··· Input records ···

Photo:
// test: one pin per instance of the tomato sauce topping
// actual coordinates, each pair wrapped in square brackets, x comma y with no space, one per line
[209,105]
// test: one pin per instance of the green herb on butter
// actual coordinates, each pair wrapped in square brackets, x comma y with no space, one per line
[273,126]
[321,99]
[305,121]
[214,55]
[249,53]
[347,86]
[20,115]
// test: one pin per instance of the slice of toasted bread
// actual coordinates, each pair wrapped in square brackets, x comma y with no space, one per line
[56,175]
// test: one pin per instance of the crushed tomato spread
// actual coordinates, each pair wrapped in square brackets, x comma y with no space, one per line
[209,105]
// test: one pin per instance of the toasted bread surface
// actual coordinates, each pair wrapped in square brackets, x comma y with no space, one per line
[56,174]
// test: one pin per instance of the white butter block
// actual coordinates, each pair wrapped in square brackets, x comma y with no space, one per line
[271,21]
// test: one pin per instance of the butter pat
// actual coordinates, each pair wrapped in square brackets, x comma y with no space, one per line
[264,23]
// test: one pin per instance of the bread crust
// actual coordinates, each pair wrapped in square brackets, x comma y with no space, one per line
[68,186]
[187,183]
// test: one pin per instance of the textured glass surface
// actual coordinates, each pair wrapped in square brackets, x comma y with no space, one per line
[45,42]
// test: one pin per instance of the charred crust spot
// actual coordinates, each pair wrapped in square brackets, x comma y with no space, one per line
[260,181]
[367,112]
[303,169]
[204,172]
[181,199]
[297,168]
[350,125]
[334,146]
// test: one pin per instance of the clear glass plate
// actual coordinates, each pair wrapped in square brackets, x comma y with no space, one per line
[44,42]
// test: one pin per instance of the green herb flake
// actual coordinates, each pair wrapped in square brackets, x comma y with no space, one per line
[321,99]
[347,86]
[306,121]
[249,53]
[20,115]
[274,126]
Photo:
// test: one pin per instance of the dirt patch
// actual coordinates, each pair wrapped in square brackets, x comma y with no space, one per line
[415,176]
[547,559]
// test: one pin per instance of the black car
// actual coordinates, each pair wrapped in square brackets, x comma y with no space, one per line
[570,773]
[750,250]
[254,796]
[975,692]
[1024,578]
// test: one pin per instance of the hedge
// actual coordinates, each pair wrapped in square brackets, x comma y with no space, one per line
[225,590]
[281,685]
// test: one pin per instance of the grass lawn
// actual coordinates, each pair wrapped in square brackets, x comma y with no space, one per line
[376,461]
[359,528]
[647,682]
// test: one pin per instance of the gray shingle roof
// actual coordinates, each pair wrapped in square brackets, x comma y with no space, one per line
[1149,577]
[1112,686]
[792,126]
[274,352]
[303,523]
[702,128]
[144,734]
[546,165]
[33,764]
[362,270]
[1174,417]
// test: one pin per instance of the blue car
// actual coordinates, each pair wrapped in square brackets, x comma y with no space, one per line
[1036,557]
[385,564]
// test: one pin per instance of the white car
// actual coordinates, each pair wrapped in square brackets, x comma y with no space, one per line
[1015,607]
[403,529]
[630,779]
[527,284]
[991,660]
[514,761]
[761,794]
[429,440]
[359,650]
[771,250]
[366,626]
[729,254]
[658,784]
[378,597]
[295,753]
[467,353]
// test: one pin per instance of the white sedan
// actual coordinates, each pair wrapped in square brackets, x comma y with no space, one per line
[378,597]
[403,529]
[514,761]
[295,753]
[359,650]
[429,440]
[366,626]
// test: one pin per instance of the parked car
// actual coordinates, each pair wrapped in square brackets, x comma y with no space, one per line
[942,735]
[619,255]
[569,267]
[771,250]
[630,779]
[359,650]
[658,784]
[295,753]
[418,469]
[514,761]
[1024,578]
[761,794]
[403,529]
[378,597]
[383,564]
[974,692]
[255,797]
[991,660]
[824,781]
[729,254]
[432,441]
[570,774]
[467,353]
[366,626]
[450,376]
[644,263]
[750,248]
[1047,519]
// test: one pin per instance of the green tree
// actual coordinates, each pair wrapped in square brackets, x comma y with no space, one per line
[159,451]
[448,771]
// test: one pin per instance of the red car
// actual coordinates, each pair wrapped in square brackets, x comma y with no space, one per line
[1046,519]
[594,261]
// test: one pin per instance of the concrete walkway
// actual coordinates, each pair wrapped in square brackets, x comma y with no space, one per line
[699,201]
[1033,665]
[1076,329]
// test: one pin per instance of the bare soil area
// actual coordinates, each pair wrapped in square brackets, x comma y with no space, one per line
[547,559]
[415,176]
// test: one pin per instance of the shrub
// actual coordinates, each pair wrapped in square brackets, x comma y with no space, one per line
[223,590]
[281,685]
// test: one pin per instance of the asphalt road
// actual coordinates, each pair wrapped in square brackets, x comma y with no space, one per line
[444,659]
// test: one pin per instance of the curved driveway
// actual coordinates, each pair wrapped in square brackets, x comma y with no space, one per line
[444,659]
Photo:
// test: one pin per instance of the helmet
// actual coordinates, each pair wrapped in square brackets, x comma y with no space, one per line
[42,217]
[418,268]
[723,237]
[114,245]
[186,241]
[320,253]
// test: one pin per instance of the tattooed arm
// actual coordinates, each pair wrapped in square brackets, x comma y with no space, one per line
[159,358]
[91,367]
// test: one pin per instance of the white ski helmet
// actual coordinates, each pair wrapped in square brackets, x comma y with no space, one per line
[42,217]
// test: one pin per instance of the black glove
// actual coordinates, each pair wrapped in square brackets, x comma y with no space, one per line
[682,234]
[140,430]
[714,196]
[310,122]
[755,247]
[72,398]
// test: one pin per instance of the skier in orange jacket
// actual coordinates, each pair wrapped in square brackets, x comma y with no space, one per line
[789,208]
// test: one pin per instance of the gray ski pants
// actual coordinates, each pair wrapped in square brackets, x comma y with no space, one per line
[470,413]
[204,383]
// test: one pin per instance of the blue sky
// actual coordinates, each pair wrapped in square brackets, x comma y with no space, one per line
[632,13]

···

◆ **Task**: Above are the records; print exactly the lines from the line with "the white car" to the line with "the asphalt road", including both, and nothing else.

◆ **Solution for this task**:
// test: one pin per instance of the white car
// actual coordinates, each pair wrapped in square brackets, x comma y with no space, one per line
[1015,607]
[403,529]
[630,779]
[527,284]
[991,660]
[514,761]
[761,794]
[429,440]
[359,650]
[771,250]
[366,626]
[729,254]
[658,784]
[378,597]
[295,753]
[467,353]
// test: one pin per instance of the white sedan
// actual coordinates, each pair wrapped in square brackets, x comma y with no space, one per line
[378,597]
[403,529]
[514,761]
[295,753]
[359,650]
[429,440]
[366,626]
// test: one pin per instance of the parked car
// actual coordinates, each pair wrapped in square brackets, x comma y with no space, one per line
[942,735]
[619,255]
[569,267]
[771,250]
[630,779]
[359,650]
[658,784]
[295,753]
[418,469]
[514,761]
[1024,578]
[761,794]
[403,529]
[378,597]
[383,564]
[974,692]
[255,797]
[991,660]
[824,781]
[729,254]
[432,441]
[570,774]
[467,353]
[366,626]
[450,376]
[644,263]
[750,248]
[1047,519]
// test: one pin per instance of the green tree
// actual coordinates, each pair wrapped in square brackets, x comma y with no space, one per line
[159,451]
[448,771]
// test: one pin per instance of the red car
// actual coordinates, each pair wrapped in square brackets, x comma y with no space, one per line
[1046,519]
[594,261]
// test: one pin per instance of the concrete walkway
// actual coordinates, each pair wrapped in square brackets, x comma y with no space, one per line
[699,201]
[1033,665]
[1076,329]
// test: one pin per instance of the bare soil area
// actual coordinates, each pair wrapped in square brackets, x comma y with no space, one per line
[547,559]
[415,176]
// test: one pin per instance of the shrub
// actual coordinates, each pair wrapped in square brackets, x comma y with no space, one per line
[223,590]
[281,685]
// test: one pin per instance of the asphalt road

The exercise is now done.